_Excerpted text_
TITLE OF THE INVENTION
METHOD FOR RECOGNIZING NETWORK TEXT NAMED ENTITY BASED ON
NEURAL NETWORK PROBABILITY DISAMBIGUATION
TECHNICAL FIELD
The present invention relates to processing and analysis of network text, particularly to a method for recognizing network text named entities based on neural network probability disambiguation.
BACKGROUND ART
Networks have driven the speed and scale of information collection and dissemination to an unprecedented level and brought global information sharing and interaction into reality, and have become an indispensable infrastructure in the information society. Modern communication and dissemination techniques have greatly improved the speed and breadth of information dissemination. However, there are accompanying problems and "side effects":
sometimes people are confused by the turbulent information, and it is very hard to obtain the precise information needed quickly and accurately from the vast sea of information. It is a prerequisite to analyze and obtain named entities, such as people, places, and organizations, etc., concerned by Internet users from within a mas of network text, in order to provide important support information for various higher-level applications such as online marketing, group emotion analysis, etc. Accordingly, network text named entity recognition has become an important core technique in network data processing and analysis.
Two kinds of methods for dealing with named entity recognition are considered in the research, i.e., rule-based method and statistics-based method. As the machine learning theory is consummated continuously and the computing performance is improved greatly, the statistics-based method is increasingly favored.
At present, statistical models and methods applied in named entity recognition mainly include:
hidden Markov model, decision tree, maximum entropy model, support vector machine, conditional random field and artificial neural network. Artificial neural networks can achieve a better result in named entity recognition than conditional random field, maximum entropy model, and other models, but conditional random field and maximum entropy models are still dominant practical models. For example, in the Patent Document No. CN201310182978.X, named entity recognition method and apparatus for MicroBlog text based on conditional random field and named entity library are proposed. In the Patent Document No.
CN200710098635.X, a named entity recognition method utilizing word features and using maximum entropy model to model is proposed. Artificial neural networks are difficult to use practically because they often require the conversion of words into vectors in a word vector space in the field of named entity recognition.
Consequently, artificial neural networks can not be applied in large-scale practical applications, because they are unable to obtain corresponding vectors for new words.
Owing to the above-mentioned present situation, there are mainly the following problems in named entity recognition for network text: firstly, it is unable to train a word vector space that contains all words in order to train a neural network, because there are a lot of network words, new words, and wrongly written or mispronounced characters in network text;
secondly, the accuracy of named entity recognition for network texts is degraded as a result of phenomena existing in network text, such as arbitrary language forms, non-standard grammatical structures, and wrongly written or mispronounced characters, etc.
SUMMARY OF THE INVENTION
The object of the invention is to overcome the drawbacks in the prior art. The present invention provides a network text named entity recognition method based on neural network probability disambiguation, which extracts word features incrementally without neural network retraining, and performs recognition with the aid of probability disambiguation. The method obtains a prediction probability matrix on the named entity category of a word from a neural network by training neural network, and performs disambiguation on the prediction matrix outputted from the neural network in a probability model, and thereby improves accuracy and precision of network text named entity recognition.

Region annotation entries

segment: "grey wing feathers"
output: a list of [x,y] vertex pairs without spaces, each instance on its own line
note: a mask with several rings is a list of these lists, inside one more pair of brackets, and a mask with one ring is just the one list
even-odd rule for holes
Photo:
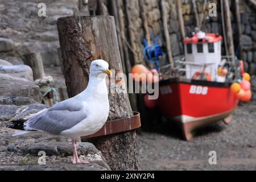
[[27,121],[29,128],[58,135],[75,126],[86,117],[80,101],[67,100],[55,105],[46,111]]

_Task list_
• 1. According to the patent excerpt, why can't artificial neural networks be applied in large-scale practical applications?
• 2. Translate this sentence from the patent excerpt into Spanish: "The object of the invention is to overcome the drawbacks in the prior art."
• 3. Reproduce word for word the part of the patent excerpt starting at "CN200710098635.X, a named" and ending at "for new words.".

_Final results_
• 1. They are unable to obtain corresponding vectors for new words.

• 2. El objeto de la invención es superar los inconvenientes de la técnica anterior.

• 3.
CN200710098635.X, a named entity recognition method utilizing word features and using maximum entropy model to model is proposed. Artificial neural networks are difficult to use practically because they often require the conversion of words into vectors in a word vector space in the field of named entity recognition.
Consequently, artificial neural networks can not be applied in large-scale practical applications, because they are unable to obtain corresponding vectors for new words.